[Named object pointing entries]
▬▬▬▬▬▬
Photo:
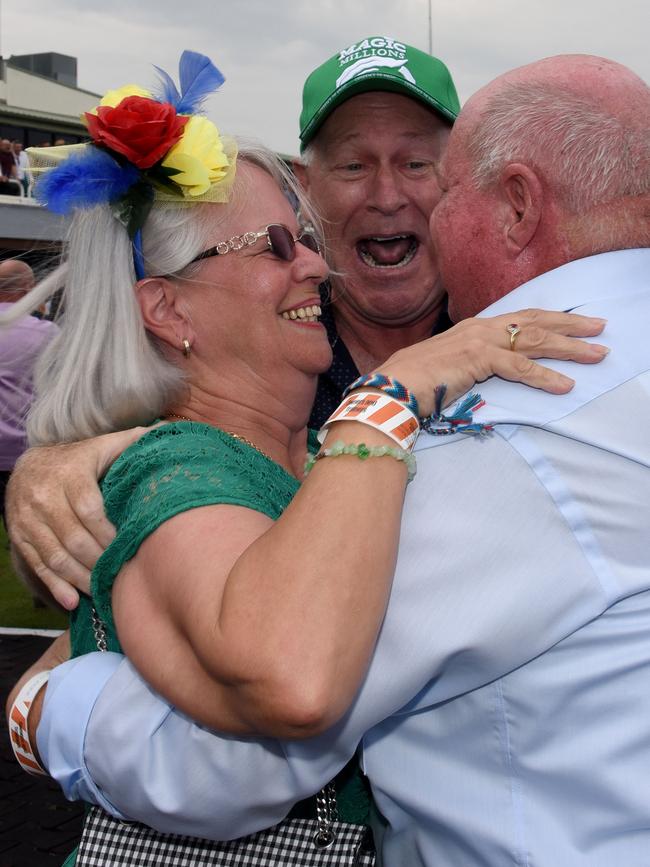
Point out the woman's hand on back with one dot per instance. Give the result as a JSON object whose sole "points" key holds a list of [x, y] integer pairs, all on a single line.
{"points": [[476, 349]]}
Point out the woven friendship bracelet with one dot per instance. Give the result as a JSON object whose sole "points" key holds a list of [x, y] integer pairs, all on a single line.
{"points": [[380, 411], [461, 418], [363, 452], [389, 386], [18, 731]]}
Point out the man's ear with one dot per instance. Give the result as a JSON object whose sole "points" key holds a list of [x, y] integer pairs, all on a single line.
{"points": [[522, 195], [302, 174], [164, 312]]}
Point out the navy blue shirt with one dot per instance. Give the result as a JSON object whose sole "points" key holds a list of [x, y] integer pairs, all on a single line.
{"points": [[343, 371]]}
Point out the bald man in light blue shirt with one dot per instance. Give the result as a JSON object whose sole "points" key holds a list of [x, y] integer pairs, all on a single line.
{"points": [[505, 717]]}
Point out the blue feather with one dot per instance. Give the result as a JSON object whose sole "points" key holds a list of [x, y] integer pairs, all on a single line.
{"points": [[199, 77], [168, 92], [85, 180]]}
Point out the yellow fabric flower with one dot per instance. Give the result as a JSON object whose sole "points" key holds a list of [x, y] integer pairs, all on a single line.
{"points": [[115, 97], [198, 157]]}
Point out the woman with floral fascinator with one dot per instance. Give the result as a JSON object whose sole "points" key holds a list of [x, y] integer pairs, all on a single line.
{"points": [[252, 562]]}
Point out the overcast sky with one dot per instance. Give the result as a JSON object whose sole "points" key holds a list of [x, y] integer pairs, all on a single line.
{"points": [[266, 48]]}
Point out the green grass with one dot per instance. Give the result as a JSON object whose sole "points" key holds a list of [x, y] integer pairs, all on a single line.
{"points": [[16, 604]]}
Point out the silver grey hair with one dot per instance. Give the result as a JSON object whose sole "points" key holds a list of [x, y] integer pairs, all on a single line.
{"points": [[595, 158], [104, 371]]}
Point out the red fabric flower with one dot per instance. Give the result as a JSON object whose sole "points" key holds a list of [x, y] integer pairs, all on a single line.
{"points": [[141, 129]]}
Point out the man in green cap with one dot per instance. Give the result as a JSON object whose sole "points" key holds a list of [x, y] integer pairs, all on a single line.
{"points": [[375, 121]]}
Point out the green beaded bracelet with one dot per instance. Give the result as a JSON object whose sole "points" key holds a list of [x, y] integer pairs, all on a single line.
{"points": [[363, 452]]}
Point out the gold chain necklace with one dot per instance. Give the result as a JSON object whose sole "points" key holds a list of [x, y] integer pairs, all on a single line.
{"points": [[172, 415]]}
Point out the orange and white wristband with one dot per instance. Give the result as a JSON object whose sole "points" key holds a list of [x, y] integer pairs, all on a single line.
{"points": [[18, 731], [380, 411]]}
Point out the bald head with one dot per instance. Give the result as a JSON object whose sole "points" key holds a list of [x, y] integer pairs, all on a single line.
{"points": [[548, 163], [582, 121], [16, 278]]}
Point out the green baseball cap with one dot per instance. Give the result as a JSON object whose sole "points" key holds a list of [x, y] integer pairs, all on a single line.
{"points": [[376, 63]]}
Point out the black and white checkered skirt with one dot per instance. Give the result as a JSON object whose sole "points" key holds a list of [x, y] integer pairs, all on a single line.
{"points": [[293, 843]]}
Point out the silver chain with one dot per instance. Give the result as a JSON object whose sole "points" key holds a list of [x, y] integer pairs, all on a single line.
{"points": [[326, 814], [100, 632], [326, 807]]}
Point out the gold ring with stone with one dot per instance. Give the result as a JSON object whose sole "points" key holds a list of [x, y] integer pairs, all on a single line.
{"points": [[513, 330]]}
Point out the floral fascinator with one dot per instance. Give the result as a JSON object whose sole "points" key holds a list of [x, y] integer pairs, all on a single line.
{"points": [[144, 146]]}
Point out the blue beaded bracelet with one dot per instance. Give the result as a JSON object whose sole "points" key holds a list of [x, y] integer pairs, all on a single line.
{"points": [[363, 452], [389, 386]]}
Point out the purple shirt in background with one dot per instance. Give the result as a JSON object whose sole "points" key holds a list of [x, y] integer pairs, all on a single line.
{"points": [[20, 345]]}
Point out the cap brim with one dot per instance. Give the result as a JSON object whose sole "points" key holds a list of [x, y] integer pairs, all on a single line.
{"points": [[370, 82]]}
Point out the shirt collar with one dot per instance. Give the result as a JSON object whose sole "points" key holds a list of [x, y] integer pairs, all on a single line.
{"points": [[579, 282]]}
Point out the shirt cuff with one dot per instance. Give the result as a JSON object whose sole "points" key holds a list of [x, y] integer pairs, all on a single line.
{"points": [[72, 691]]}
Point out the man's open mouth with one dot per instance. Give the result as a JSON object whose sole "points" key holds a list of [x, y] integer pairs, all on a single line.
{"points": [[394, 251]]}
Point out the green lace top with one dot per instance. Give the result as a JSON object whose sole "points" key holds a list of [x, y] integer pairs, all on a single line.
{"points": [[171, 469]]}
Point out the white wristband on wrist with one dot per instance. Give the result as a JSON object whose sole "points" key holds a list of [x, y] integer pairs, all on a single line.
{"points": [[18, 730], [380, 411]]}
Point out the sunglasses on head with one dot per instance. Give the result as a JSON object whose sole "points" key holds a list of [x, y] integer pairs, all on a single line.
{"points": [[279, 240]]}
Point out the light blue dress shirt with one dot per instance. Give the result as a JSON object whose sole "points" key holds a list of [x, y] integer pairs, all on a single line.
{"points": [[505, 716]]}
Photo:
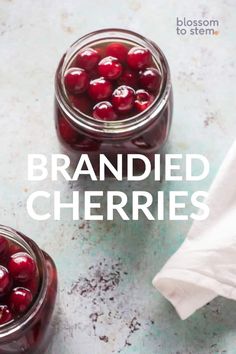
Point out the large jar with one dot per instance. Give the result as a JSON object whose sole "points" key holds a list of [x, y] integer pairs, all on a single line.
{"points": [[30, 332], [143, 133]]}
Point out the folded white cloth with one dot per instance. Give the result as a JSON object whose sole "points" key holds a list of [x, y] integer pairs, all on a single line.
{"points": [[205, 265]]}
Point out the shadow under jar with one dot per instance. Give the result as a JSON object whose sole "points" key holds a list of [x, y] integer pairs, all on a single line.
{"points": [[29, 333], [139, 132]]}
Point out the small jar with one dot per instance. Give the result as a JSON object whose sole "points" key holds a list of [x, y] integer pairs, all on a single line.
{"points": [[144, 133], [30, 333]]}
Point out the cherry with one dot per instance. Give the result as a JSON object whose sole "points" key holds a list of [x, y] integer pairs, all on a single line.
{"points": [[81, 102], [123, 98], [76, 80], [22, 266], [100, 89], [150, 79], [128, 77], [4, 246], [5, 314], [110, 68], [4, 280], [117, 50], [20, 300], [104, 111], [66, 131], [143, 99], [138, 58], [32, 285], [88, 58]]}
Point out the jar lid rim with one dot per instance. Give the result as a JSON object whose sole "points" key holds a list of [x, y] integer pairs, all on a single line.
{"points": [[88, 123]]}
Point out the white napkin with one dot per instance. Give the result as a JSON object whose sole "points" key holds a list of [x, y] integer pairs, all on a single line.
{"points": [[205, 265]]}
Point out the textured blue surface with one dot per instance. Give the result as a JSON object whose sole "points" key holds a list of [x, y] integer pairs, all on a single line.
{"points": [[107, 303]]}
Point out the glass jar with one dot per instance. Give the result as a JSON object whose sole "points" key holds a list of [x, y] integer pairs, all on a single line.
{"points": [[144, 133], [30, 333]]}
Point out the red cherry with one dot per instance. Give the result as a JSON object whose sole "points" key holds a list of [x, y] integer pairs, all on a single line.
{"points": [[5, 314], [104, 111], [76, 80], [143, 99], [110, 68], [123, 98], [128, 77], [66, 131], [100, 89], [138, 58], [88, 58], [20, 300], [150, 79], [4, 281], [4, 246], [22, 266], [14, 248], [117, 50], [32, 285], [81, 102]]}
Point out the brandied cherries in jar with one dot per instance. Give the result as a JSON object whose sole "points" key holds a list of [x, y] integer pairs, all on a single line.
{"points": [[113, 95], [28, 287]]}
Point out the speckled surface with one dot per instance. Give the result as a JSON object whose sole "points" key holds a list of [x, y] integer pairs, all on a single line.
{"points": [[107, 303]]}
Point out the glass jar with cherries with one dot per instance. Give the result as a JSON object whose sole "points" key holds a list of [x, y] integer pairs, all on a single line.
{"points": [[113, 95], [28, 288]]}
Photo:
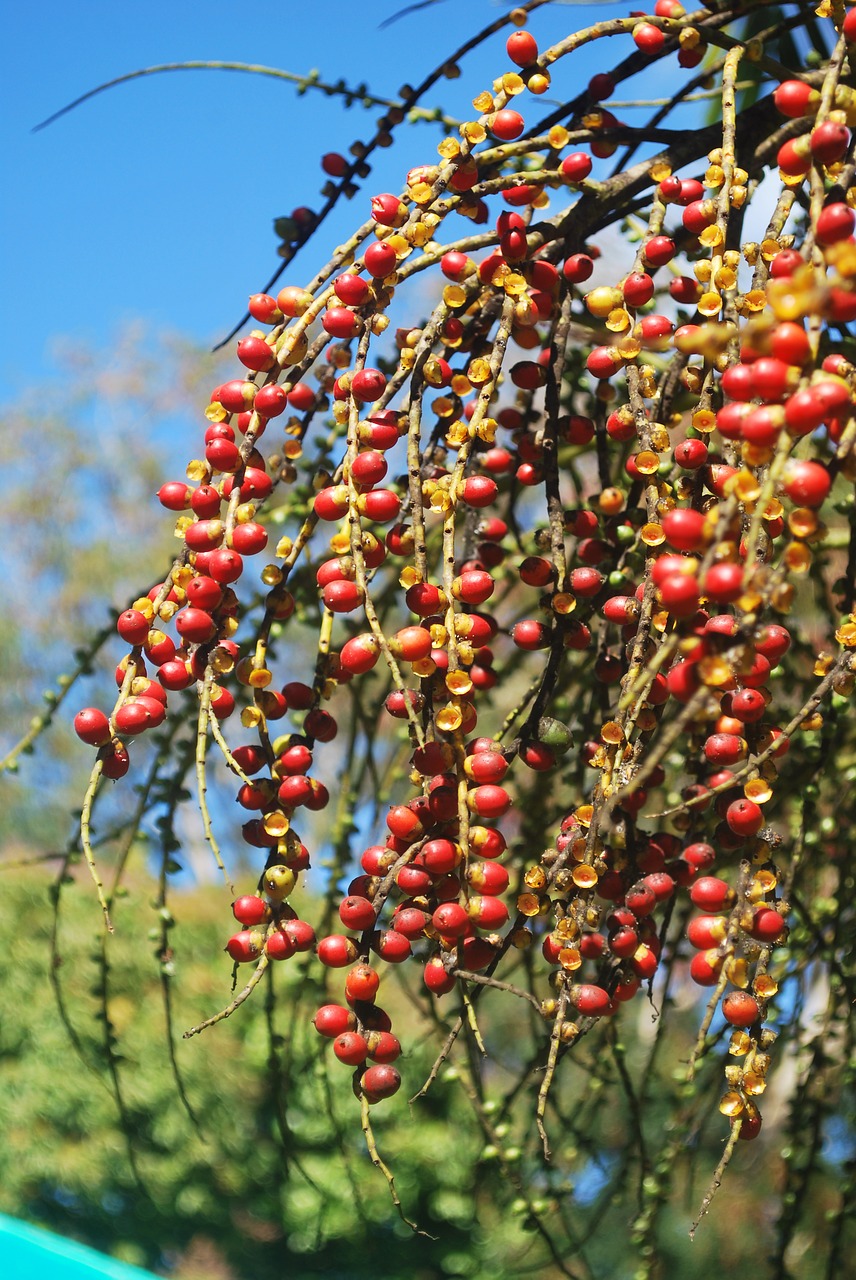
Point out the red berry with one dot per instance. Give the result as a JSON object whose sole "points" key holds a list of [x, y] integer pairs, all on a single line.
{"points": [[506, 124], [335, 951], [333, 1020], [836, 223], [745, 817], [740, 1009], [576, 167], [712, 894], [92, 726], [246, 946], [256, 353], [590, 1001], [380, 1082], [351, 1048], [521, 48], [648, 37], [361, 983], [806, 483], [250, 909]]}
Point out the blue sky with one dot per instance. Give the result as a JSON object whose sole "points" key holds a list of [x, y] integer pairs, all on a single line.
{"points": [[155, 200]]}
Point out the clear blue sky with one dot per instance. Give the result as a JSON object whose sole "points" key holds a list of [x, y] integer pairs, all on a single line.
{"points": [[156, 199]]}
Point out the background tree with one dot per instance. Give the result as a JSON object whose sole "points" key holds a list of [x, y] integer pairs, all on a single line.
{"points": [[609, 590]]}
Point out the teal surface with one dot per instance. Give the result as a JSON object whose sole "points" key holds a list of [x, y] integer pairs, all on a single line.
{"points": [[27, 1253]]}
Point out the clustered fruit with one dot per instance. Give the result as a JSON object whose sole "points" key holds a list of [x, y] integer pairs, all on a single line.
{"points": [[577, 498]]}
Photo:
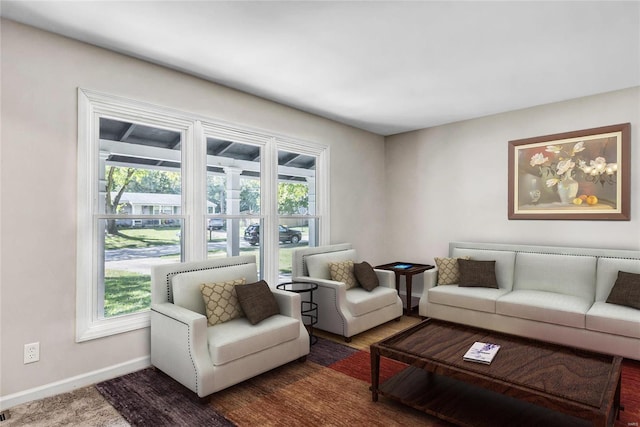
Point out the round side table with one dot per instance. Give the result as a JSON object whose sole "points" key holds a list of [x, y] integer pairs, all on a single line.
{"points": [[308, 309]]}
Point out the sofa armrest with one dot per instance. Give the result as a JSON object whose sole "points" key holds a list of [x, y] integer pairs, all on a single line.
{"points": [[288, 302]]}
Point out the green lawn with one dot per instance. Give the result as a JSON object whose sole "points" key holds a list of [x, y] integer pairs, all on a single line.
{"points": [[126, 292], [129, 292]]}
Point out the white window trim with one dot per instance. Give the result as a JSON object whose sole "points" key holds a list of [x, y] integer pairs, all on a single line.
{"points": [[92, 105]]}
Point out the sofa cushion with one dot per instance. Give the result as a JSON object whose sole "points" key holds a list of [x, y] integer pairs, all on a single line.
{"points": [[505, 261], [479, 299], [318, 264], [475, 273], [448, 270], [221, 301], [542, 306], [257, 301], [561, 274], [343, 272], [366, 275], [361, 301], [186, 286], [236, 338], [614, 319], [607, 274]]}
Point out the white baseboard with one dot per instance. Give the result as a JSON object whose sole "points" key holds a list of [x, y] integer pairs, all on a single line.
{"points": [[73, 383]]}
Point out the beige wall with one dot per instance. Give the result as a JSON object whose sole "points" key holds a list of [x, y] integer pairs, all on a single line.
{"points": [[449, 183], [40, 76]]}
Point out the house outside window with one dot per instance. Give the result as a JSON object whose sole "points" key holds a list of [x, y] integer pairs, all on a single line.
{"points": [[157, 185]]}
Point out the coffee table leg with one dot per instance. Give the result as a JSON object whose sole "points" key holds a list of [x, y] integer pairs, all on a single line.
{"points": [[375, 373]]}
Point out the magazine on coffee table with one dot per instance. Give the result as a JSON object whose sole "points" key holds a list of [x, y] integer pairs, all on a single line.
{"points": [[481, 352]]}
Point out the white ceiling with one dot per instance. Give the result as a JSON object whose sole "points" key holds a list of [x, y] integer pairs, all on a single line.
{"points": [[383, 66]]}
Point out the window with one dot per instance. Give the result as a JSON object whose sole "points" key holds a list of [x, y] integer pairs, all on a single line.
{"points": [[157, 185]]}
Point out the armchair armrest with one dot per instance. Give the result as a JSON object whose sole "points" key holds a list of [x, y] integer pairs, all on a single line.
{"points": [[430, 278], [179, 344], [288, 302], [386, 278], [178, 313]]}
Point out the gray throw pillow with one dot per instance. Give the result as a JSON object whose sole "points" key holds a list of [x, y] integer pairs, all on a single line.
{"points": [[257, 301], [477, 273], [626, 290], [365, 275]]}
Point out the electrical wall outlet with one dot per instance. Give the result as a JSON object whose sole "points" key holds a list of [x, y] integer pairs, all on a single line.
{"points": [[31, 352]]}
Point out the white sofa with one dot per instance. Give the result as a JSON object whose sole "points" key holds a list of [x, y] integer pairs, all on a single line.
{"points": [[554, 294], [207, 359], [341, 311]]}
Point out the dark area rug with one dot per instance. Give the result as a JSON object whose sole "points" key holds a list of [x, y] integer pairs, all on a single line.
▬▬▬▬▬▬
> GOAL
Return the line that contains "Point out the house" along with every line after it through the end of the entries, exactly, adding nothing.

> THE ANSWER
Point out the house outside window with one dot per instance. Give the result as a JSON object whose sole "points" key holds a list of [x, y] integer pairs, all on a single line.
{"points": [[157, 185]]}
Point out the coffee table leg with one dot per instance. Give the result as a JSON object whose sole "points" key holds a list of [x, y] integer pairs, all on a single line.
{"points": [[375, 373]]}
Point out the magazine on coffee table with one dot per instance. Give the result as a JSON object whose sole "points" key holds a list of [x, y] integer pairs, all on a single line.
{"points": [[481, 352]]}
Point out the white ceiling with one dot per instance. Give the result as a JSON object whose sole "points" key holds a list of [x, y] integer pairs, all on a single line.
{"points": [[383, 66]]}
Point out the window with one dot per instance. Give the result as a JSON object whose sole "points" key holds a list of [x, y] integer pairs, all on a single line.
{"points": [[157, 185]]}
Point out the armchair armrest with one dot per instance. Give the result as a JSON object whose sole "points" key holds a list of [x, y] integer pairs, all on a single line.
{"points": [[430, 278], [179, 344], [288, 302], [386, 278], [178, 313]]}
Point out the gray throw pillow with one dot per instance. Give the result as a JSON object whose sole "points" key holds a list of [x, y] integer pairs, all on a single line.
{"points": [[257, 301], [477, 273], [626, 290], [365, 275]]}
Point out the electrical wall outlet with one dot per instance. Give the result as a JSON object whose sole "points" key holds a list of [x, y] integer pairs, all on a single line.
{"points": [[31, 352]]}
Point out the white sofa with one dot per instance. Give the result as a JSON object whose sole "points" key holds a list of [x, y] integer pairs, all on a single line.
{"points": [[554, 294], [207, 359], [341, 311]]}
Point out the dark area rug with one dot per instance. Give the result as a JSON object whose sole "points" key holds a list of [x, y] integer pairs, all on a single line.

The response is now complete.